[Rows from a segmentation dataset]
** Begin **
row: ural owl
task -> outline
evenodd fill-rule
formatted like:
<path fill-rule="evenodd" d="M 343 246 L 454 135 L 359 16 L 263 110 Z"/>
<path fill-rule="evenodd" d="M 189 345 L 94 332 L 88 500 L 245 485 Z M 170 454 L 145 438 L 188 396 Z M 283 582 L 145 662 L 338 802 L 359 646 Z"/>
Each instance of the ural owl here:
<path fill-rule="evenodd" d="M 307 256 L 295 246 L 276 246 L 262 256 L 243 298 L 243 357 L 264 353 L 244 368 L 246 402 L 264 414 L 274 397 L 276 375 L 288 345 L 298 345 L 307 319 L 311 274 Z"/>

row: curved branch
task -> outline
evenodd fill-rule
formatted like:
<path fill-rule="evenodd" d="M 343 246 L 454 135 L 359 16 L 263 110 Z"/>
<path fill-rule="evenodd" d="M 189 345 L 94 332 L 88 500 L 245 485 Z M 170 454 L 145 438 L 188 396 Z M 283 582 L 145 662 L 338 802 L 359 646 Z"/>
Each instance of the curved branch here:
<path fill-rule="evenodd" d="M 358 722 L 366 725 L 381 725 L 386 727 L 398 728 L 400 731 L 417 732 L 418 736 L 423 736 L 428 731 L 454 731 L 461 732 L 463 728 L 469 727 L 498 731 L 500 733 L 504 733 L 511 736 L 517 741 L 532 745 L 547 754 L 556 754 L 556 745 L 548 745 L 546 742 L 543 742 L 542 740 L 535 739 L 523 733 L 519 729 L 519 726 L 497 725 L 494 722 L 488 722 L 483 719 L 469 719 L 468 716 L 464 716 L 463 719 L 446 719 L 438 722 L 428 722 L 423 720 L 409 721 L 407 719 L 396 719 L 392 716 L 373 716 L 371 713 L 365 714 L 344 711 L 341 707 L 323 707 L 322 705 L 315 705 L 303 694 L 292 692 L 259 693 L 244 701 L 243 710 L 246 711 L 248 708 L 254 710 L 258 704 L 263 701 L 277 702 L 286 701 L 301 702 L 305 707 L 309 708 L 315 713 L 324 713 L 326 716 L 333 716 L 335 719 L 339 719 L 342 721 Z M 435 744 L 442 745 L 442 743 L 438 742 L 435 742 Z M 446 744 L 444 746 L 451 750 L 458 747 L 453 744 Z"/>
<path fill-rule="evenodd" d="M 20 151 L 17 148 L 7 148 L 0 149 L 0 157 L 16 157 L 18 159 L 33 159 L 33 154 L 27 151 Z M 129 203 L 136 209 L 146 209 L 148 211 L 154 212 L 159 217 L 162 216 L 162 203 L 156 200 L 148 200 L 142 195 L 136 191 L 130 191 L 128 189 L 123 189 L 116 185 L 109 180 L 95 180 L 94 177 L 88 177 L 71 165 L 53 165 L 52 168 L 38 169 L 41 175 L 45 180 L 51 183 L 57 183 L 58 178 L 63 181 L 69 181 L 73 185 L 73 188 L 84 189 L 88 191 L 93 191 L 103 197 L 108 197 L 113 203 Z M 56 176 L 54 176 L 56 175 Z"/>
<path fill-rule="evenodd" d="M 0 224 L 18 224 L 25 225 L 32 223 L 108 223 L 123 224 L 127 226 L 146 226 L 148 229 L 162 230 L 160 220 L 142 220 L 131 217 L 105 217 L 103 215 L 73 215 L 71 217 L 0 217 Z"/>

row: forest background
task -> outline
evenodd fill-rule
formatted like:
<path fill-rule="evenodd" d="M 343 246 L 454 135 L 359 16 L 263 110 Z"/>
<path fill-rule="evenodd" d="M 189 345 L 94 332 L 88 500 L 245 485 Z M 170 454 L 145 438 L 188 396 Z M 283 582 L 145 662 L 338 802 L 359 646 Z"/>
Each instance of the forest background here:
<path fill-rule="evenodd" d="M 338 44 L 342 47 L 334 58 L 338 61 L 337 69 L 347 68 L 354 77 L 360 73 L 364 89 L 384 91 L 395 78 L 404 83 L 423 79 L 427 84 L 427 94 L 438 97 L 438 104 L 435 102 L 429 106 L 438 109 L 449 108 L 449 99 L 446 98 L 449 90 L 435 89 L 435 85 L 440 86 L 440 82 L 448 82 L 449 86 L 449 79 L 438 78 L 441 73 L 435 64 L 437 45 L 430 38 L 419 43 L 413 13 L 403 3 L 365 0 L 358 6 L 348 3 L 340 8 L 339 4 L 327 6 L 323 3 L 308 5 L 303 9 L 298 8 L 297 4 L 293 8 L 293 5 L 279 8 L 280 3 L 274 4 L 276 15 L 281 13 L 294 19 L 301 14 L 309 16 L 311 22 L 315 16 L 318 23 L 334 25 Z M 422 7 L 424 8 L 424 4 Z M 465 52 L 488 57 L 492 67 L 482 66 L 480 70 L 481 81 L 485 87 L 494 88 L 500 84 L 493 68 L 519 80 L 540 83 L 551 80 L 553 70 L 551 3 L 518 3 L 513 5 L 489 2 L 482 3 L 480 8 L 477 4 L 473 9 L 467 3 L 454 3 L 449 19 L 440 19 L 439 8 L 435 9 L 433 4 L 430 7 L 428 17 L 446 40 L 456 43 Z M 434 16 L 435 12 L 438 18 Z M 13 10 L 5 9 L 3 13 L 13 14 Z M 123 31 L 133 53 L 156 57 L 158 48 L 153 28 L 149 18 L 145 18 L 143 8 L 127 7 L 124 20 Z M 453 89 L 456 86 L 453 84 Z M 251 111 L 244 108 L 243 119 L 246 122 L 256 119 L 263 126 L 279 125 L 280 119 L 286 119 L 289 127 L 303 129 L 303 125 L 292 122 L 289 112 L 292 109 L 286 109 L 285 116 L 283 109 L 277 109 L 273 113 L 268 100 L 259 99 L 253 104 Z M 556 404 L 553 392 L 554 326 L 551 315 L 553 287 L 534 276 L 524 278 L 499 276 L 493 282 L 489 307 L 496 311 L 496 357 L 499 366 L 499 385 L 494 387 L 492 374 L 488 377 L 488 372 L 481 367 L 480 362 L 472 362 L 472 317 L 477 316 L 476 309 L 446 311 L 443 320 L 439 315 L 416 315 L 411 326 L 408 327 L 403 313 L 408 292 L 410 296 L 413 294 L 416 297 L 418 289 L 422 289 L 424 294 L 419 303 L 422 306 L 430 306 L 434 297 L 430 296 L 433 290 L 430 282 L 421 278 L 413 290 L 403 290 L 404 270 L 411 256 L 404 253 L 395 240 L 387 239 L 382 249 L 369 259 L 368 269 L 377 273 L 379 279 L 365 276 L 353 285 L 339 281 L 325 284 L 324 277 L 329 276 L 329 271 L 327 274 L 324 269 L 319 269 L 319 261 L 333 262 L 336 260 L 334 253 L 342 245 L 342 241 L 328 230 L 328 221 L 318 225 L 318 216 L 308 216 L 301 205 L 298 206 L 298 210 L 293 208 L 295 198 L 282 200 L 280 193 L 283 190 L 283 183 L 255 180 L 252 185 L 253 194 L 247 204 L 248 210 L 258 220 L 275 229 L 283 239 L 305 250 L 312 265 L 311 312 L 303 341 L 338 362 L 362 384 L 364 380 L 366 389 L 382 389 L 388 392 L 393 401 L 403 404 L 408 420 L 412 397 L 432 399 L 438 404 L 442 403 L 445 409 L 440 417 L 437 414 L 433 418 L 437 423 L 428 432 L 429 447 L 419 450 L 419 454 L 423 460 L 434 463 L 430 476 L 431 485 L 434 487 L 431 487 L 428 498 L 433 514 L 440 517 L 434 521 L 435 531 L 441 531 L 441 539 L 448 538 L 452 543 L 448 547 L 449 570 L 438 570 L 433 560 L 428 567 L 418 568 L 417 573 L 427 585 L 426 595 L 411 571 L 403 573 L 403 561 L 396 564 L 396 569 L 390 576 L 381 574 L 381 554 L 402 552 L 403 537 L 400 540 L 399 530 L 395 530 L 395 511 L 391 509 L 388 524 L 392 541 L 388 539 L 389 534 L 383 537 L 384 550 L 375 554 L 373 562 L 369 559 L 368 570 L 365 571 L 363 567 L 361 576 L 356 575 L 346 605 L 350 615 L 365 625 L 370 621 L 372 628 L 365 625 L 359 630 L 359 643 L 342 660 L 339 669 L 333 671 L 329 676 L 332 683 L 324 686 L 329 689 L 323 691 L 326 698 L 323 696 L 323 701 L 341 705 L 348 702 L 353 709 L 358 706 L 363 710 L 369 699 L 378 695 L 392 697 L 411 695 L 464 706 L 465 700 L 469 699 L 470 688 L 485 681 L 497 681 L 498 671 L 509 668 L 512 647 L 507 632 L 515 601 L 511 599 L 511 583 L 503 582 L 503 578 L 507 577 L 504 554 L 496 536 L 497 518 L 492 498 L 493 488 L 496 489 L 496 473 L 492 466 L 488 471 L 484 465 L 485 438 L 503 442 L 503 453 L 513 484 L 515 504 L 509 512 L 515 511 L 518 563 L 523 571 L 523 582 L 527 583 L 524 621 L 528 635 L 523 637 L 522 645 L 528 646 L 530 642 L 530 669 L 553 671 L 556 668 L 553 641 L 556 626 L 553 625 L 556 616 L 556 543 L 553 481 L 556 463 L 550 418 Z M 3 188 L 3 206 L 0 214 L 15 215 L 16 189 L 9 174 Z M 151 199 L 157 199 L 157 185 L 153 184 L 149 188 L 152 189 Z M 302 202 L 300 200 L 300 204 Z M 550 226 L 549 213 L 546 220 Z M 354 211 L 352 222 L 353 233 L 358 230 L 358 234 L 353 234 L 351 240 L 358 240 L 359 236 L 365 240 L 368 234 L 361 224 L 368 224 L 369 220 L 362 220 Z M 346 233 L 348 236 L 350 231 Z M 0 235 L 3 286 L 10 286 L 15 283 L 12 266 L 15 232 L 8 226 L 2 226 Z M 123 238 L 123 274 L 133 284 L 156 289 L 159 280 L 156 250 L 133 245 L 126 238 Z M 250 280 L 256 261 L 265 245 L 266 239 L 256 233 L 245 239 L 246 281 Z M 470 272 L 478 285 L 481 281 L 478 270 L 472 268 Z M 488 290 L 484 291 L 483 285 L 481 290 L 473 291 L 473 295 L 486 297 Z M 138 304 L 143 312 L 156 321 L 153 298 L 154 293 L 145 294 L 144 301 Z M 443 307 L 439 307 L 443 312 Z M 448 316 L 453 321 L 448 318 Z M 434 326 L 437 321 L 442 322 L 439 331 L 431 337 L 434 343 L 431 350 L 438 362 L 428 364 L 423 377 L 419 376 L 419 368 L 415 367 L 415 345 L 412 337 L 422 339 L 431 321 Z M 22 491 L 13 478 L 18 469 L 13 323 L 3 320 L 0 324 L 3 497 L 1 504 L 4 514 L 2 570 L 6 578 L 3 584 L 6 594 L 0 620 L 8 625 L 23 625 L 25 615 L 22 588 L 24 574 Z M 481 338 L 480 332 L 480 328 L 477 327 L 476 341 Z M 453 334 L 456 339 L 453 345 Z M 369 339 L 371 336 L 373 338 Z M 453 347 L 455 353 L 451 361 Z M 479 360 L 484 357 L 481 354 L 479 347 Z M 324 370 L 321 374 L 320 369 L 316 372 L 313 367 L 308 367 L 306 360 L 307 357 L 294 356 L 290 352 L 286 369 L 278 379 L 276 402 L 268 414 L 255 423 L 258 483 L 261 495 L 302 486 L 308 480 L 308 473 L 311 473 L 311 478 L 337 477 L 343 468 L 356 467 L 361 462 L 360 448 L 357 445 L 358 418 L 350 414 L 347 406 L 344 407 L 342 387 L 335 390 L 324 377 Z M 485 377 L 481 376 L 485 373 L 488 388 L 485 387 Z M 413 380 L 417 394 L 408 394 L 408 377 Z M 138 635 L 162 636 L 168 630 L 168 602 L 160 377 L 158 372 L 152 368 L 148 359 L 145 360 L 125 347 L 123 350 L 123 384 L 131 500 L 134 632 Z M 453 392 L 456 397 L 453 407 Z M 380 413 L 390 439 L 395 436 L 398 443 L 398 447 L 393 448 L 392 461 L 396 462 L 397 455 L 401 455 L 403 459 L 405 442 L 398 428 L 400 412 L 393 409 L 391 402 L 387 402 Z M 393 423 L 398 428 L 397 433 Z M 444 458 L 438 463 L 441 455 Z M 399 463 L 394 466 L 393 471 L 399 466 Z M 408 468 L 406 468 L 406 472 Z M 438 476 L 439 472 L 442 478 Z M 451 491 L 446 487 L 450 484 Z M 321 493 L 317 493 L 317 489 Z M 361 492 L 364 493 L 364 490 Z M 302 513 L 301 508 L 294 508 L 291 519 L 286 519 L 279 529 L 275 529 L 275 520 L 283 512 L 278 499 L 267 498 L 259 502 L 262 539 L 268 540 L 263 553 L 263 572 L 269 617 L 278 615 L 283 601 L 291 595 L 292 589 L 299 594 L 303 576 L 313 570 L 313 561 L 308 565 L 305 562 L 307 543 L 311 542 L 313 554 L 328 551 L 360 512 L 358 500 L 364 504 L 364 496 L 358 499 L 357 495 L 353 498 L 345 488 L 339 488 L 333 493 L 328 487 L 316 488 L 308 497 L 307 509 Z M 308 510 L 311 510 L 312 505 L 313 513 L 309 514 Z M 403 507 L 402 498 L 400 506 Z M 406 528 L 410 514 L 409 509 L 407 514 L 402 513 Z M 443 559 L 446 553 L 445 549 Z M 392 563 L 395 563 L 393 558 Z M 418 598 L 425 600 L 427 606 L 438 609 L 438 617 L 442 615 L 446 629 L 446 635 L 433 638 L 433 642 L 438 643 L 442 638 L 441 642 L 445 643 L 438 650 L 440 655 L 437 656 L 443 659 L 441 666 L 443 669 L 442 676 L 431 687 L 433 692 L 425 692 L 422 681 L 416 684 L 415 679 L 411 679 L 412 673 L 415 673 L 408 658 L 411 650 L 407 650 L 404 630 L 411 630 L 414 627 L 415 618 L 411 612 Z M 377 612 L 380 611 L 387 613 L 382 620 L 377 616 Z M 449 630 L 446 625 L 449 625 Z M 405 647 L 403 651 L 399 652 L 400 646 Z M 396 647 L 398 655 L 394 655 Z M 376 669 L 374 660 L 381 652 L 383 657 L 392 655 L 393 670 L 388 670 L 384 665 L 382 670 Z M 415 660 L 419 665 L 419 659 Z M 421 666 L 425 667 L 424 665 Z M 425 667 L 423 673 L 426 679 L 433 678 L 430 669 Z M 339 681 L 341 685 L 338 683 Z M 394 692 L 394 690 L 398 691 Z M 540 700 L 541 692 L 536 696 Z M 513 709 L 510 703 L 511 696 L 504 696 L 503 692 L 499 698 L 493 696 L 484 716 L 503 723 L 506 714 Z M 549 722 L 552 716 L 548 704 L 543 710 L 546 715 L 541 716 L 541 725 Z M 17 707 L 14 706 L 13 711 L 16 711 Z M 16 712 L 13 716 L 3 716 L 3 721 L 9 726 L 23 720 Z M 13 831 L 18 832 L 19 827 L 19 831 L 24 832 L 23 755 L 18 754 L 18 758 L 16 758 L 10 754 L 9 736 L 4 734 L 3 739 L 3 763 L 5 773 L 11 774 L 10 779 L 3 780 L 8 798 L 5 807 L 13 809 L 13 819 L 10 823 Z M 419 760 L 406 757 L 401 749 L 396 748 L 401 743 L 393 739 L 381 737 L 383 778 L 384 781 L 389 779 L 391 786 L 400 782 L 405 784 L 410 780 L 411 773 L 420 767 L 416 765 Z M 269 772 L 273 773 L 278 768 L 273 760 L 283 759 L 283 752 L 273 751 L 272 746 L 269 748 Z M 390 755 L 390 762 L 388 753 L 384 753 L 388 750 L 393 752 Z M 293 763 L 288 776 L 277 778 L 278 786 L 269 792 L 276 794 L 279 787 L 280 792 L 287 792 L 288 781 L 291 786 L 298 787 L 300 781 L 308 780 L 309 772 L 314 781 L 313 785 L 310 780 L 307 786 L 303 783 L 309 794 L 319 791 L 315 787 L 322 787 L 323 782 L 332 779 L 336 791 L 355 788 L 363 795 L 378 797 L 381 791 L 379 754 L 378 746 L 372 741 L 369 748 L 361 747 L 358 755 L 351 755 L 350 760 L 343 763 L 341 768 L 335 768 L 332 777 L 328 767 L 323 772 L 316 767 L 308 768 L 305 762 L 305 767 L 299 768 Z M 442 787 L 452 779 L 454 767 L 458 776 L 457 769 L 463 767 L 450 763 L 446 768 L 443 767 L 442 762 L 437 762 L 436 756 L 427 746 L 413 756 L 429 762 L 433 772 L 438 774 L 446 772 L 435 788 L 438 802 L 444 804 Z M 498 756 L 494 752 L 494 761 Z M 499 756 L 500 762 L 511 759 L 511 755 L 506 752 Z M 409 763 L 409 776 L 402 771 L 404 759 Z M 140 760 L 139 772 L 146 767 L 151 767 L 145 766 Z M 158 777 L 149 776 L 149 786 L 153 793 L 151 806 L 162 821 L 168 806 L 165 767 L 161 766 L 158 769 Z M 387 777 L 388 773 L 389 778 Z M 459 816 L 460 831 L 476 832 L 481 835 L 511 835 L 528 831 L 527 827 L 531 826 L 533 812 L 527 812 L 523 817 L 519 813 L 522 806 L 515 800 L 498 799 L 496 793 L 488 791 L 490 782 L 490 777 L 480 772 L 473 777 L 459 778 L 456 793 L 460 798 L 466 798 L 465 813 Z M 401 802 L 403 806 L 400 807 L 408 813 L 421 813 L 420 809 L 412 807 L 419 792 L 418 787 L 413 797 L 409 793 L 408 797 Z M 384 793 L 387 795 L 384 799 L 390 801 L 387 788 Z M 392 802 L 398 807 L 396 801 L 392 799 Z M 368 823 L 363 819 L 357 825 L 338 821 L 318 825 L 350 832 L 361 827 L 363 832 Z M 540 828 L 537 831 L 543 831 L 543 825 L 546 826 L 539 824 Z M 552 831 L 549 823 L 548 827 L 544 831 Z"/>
** End **
Rewrite the listing from the line with "row: forest background" to the line with "Each instance of the forest", replacing "forest background" with "woodland backdrop" and leaving everything else unchanged.

> FULL OUTPUT
row: woodland backdrop
task -> outline
evenodd fill-rule
formatted like:
<path fill-rule="evenodd" d="M 343 246 L 454 135 L 359 16 L 263 110 Z"/>
<path fill-rule="evenodd" d="M 189 345 L 94 332 L 88 500 L 245 485 Z M 170 454 L 145 438 L 188 396 Z M 283 582 L 145 662 L 338 802 L 359 646 Z"/>
Each instance of the woodland backdrop here:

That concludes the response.